_Work instruction_
Even if a line seems odd, print it as it is, and include every record.

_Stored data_
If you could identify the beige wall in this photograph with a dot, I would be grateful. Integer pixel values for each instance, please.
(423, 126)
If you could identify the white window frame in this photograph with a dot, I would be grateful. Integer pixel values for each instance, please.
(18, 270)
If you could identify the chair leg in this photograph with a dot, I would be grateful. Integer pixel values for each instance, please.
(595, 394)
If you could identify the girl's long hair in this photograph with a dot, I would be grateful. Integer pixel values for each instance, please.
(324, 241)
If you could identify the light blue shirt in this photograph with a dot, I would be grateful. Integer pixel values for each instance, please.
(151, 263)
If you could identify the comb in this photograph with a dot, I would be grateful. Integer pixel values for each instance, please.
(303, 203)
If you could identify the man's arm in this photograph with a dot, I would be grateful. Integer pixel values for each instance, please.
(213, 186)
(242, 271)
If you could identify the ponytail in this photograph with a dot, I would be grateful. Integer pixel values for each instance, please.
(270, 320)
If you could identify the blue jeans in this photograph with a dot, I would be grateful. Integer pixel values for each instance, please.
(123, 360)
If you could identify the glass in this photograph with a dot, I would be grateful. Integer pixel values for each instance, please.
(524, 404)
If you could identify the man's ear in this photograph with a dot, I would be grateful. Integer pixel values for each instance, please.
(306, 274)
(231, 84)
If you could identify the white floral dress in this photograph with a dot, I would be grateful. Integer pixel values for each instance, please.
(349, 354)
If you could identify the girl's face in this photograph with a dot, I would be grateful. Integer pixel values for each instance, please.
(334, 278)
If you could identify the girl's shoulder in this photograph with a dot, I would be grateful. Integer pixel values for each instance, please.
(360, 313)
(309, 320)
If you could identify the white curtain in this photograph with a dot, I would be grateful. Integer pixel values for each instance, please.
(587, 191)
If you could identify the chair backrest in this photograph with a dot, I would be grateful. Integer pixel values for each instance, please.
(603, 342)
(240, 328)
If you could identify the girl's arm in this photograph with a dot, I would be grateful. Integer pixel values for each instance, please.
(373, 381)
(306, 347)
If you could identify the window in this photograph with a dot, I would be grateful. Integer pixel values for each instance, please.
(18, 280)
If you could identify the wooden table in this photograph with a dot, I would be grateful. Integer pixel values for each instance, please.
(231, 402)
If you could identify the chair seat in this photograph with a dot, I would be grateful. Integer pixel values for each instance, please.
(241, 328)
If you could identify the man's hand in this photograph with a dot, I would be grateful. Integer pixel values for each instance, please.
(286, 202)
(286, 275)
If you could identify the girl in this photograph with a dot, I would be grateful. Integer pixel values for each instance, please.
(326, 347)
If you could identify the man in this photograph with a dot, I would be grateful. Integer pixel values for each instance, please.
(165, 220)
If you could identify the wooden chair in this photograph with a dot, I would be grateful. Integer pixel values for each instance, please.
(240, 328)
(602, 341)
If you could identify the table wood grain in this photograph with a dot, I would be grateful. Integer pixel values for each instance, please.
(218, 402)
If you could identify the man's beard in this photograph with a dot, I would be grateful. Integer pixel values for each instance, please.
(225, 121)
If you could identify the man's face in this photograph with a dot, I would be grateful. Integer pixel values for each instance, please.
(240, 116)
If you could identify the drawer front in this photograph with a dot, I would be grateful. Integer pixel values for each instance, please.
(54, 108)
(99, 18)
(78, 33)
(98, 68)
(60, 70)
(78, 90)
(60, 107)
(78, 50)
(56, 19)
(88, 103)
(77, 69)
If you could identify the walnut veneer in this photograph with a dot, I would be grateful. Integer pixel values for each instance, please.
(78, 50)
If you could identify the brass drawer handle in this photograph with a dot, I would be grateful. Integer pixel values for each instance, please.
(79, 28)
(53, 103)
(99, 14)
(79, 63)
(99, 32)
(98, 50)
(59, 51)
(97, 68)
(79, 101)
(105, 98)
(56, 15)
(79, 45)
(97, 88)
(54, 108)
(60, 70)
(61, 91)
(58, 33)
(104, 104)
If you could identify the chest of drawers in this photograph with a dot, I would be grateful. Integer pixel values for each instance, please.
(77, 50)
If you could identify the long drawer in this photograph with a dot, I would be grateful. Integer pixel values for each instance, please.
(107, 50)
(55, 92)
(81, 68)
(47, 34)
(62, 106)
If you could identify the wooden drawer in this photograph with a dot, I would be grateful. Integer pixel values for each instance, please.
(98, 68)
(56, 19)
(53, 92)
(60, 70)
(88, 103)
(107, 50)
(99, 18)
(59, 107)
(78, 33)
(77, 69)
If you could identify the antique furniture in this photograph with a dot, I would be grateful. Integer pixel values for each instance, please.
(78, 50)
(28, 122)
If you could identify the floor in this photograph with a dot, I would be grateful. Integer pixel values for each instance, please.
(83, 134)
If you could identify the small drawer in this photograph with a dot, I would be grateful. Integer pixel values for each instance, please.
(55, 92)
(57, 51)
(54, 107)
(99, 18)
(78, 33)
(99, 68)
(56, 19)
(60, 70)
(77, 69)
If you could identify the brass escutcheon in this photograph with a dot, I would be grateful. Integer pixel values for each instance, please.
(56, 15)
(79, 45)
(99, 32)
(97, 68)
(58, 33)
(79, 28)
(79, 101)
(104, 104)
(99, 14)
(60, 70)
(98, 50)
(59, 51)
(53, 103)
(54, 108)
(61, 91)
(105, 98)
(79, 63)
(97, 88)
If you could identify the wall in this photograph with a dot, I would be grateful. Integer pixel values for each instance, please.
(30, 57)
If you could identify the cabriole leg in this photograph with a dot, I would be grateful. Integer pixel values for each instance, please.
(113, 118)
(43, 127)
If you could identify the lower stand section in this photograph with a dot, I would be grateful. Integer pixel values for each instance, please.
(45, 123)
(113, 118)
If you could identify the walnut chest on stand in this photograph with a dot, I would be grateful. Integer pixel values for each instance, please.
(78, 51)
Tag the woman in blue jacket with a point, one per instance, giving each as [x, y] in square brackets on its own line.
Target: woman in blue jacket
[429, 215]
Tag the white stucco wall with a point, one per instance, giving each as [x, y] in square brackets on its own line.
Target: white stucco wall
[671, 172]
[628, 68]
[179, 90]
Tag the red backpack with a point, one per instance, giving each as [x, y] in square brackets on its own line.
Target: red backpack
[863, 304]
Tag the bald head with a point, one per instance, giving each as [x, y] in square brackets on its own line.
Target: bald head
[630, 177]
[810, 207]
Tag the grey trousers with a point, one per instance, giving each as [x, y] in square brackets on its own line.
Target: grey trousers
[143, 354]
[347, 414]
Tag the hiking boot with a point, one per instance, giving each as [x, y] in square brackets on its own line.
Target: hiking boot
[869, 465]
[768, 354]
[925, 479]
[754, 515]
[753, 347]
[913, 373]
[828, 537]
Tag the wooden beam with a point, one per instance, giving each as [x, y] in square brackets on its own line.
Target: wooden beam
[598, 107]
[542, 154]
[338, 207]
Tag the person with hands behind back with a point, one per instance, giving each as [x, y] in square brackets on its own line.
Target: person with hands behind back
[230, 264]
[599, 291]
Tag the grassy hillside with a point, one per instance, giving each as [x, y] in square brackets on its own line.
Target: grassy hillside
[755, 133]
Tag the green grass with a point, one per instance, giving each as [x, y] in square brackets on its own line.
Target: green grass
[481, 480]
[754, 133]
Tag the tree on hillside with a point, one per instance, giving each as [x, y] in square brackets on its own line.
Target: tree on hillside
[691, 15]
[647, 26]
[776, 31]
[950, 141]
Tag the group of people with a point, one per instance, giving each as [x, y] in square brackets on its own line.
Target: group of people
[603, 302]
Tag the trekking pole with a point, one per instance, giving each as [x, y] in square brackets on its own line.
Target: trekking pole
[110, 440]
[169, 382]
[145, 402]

_Result_
If you could identify the beige wall in this photograph with a dot, I would be grateful. Integer pixel values for each instance, please.
(423, 126)
If you could identify the white window frame in this photograph with a dot, I would be grateful. Integer pixel values for each instance, please.
(18, 270)
If you could identify the chair leg in this photograph with a dot, I would be grateful. Integer pixel values for each instance, please.
(595, 394)
If you could identify the girl's long hair in this photograph with a dot, I would be grateful. Integer pixel values for each instance, please.
(324, 241)
If you could identify the light blue shirt in this photograph with a dot, I would be grateful. Integer pixel values for each instance, please.
(151, 263)
If you could identify the comb in this photograph with a dot, I would be grateful. Integer pixel values for each instance, please.
(303, 203)
If you could identify the man's arm in this photograph with a dot, I would be grateful. Integer pixel values for each instance, please.
(213, 186)
(242, 271)
If you could identify the ponytail in this photograph with a dot, I would be grateful. Integer pixel values for each instance, please.
(270, 320)
If you could identify the blue jeans in this photograph with a dot, I would be grateful. Integer pixel values for each instance, please.
(123, 360)
If you could identify the glass in this photograph with a dot, I would be grateful. Integer pixel values for each instance, please.
(524, 404)
If you could identify the man's ear in this photograph with a dot, I would be grateful. Integer pixel values for each instance, please.
(306, 274)
(231, 84)
If you could identify the white floral dress in this photograph with a dot, I would be grateful. Integer pixel values for each instance, please.
(349, 354)
If you could identify the girl's face in this photograph with a dot, I would be grateful. Integer pixel values for each instance, please.
(334, 278)
If you could identify the girl's shoulder in this photograph with a dot, I would be grateful. Integer pixel values for each instance, please.
(360, 313)
(309, 320)
If you could identify the white curtain in this photograph with a dot, I would be grateful. Integer pixel values for each instance, please.
(587, 191)
If you could identify the chair backrest in this photograph with a dot, I would be grateful. Integer pixel values for each instance, please.
(603, 342)
(240, 328)
If you could identify the girl's arm in this photograph with a dot, I would be grateful. Integer pixel values for each instance, please.
(373, 381)
(306, 347)
If you could identify the window in this photograph with a dot, I would be grateful. Integer pixel values for each instance, please.
(18, 280)
If you could identify the wooden table in this photograph with a dot, I would be grateful. Integer pixel values for each instance, please.
(231, 402)
If you could identify the chair seat in this photograph with a dot, I would be grateful. Integer pixel values for each instance, please.
(241, 328)
If you could identify the man's hand in this photograph with a dot, I would be grateful. Integer pixel values for each instance, please.
(286, 202)
(286, 275)
If you could identify the girl in this photograph with a dot, I would be grateful. Integer pixel values for each instance, please.
(326, 347)
If you could identify the man in this photograph with a dot, I would be grateful. Integer pixel values for each instance, please.
(165, 220)
If you could identify the wooden chair in this photograph with a dot, I would be grateful. Integer pixel values for each instance, please.
(240, 328)
(602, 341)
If you could identify the table wood grain in this photograph with a dot, I would be grateful. Integer pixel values for each instance, please.
(218, 402)
If you could identify the man's beard in this photograph with a dot, I would be grateful. Integer pixel values for each instance, please.
(225, 121)
If you could identify the man's face in this photograph with a dot, I would be grateful. Integer pixel values for each instance, please.
(240, 116)
If you could identify the drawer front in this photograph with a dot, I would be grateful. Integer pixel values for each instance, please.
(54, 108)
(99, 18)
(78, 33)
(98, 68)
(60, 70)
(78, 90)
(60, 107)
(78, 50)
(56, 19)
(88, 103)
(77, 69)
If you could identify the walnut veneer in this photograph with a dot, I would be grateful. Integer pixel values for each instance, please.
(78, 50)
If you could identify the brass drawer handle in this photograph with a dot, I would be grateful. Integer pixel values for each instance, please.
(79, 28)
(53, 103)
(99, 14)
(79, 63)
(99, 32)
(98, 50)
(59, 51)
(97, 68)
(79, 101)
(105, 98)
(56, 15)
(79, 45)
(97, 88)
(54, 108)
(60, 70)
(61, 91)
(58, 33)
(104, 104)
If you could identify the chest of drawers in this photograph with a dot, I would be grateful. Integer pixel values for each instance, please.
(77, 50)
If you could identify the long drawer in this photograph with a dot, I would be grateful. Integer pixel values for each instance, please.
(107, 50)
(55, 92)
(81, 68)
(47, 34)
(62, 106)
If you could identify the wooden drawer in this photograph with a dot, I would be grateful. Integer pixel values for each instance, please.
(98, 68)
(56, 19)
(53, 92)
(60, 70)
(88, 103)
(107, 50)
(99, 18)
(59, 107)
(78, 33)
(77, 69)
If you could identify the antique furniture in this photograph with a dot, I would be grateful. Integer pixel values for each instance, please.
(78, 50)
(28, 122)
If you could identify the floor in this photograph with a dot, I would be grateful. Integer pixel values for each instance, please.
(83, 134)
If you could identify the small drawer in this photograph with a dot, I would be grateful. Integer pixel values for each instance, please.
(55, 92)
(57, 51)
(54, 107)
(99, 18)
(78, 33)
(99, 68)
(56, 19)
(60, 70)
(77, 69)
If you could identify the brass escutcheon in this photograph with a dot, I would be grateful. Integer pixel values for each instance, please.
(56, 15)
(79, 45)
(99, 32)
(97, 68)
(58, 33)
(79, 28)
(79, 101)
(104, 104)
(99, 14)
(60, 70)
(98, 50)
(59, 51)
(53, 103)
(54, 108)
(61, 91)
(105, 98)
(79, 63)
(97, 88)
If you could identify the wall in this photograph with a dot, I would be grateful. Integer pixel values for each instance, please.
(30, 57)
If you could identify the cabriole leg in this photograph with a dot, I would be grateful. Integer pixel values for each instance, please.
(113, 118)
(43, 127)
If you could identify the lower stand section in this photograph with a dot, I would be grateful. Integer pixel values for each instance, please.
(45, 123)
(113, 118)
If you could identify the walnut chest on stand in this photograph with a dot, I would be grateful. Integer pixel values for each instance, please.
(78, 51)
Tag the woman in blue jacket with a point, one per instance, giving each as [x, y] in square brackets on its own line.
Target: woman in blue jacket
[429, 215]
Tag the white stucco wall with a point, one per instance, giving each as [x, y] in square brackets on its own line.
Target: white stucco wall
[671, 172]
[628, 68]
[179, 90]
Tag the red backpack with a point, one per instance, giving each as [x, y] in square brackets on its own line.
Target: red backpack
[863, 304]
Tag the bald head with a point, one per instance, giving each as [x, y] in square brackets on its own line.
Target: bald head
[630, 177]
[810, 207]
Tag the grey trousers with a point, one per instance, giving each as [x, y] in square brackets on its own line.
Target: grey trousers
[143, 354]
[347, 414]
Tag the hiking boot with a point, one per instance, giving each as [x, y] in square brackets on its own line.
Target: hiking boot
[869, 465]
[768, 354]
[925, 479]
[754, 515]
[753, 347]
[913, 373]
[828, 537]
Tag the wooden beam with a point, one per instance, giving each as [x, y] in square brackets on its own line.
Target: wooden beam
[598, 107]
[542, 154]
[338, 207]
Tag the person with hands behind back with a point, one per instance, giving each as [x, y] in square brackets on its own line.
Target: person with hands behind back
[230, 264]
[599, 291]
Tag the grassy hillside with a point, one per instance, giving each as [x, y] in square brackets on its own line.
Target: grassy hillside
[755, 133]
Tag the green grass with a point, one per instance, giving each as [x, y] in square brackets on its own line.
Target: green grass
[481, 480]
[754, 133]
Tag the tree on hillside with a point, one per instance, giving each as [x, y] in square brackets on its own line.
Target: tree on hillside
[691, 15]
[647, 26]
[776, 31]
[950, 141]
Tag the group of people with a point, one per instance, giving each as [x, y] in square brackets on its own line.
Target: group of people
[603, 302]
Tag the trekking pole with a point, one per instance, giving each as [x, y] in square brackets on its own line.
Target: trekking pole
[110, 440]
[169, 382]
[145, 402]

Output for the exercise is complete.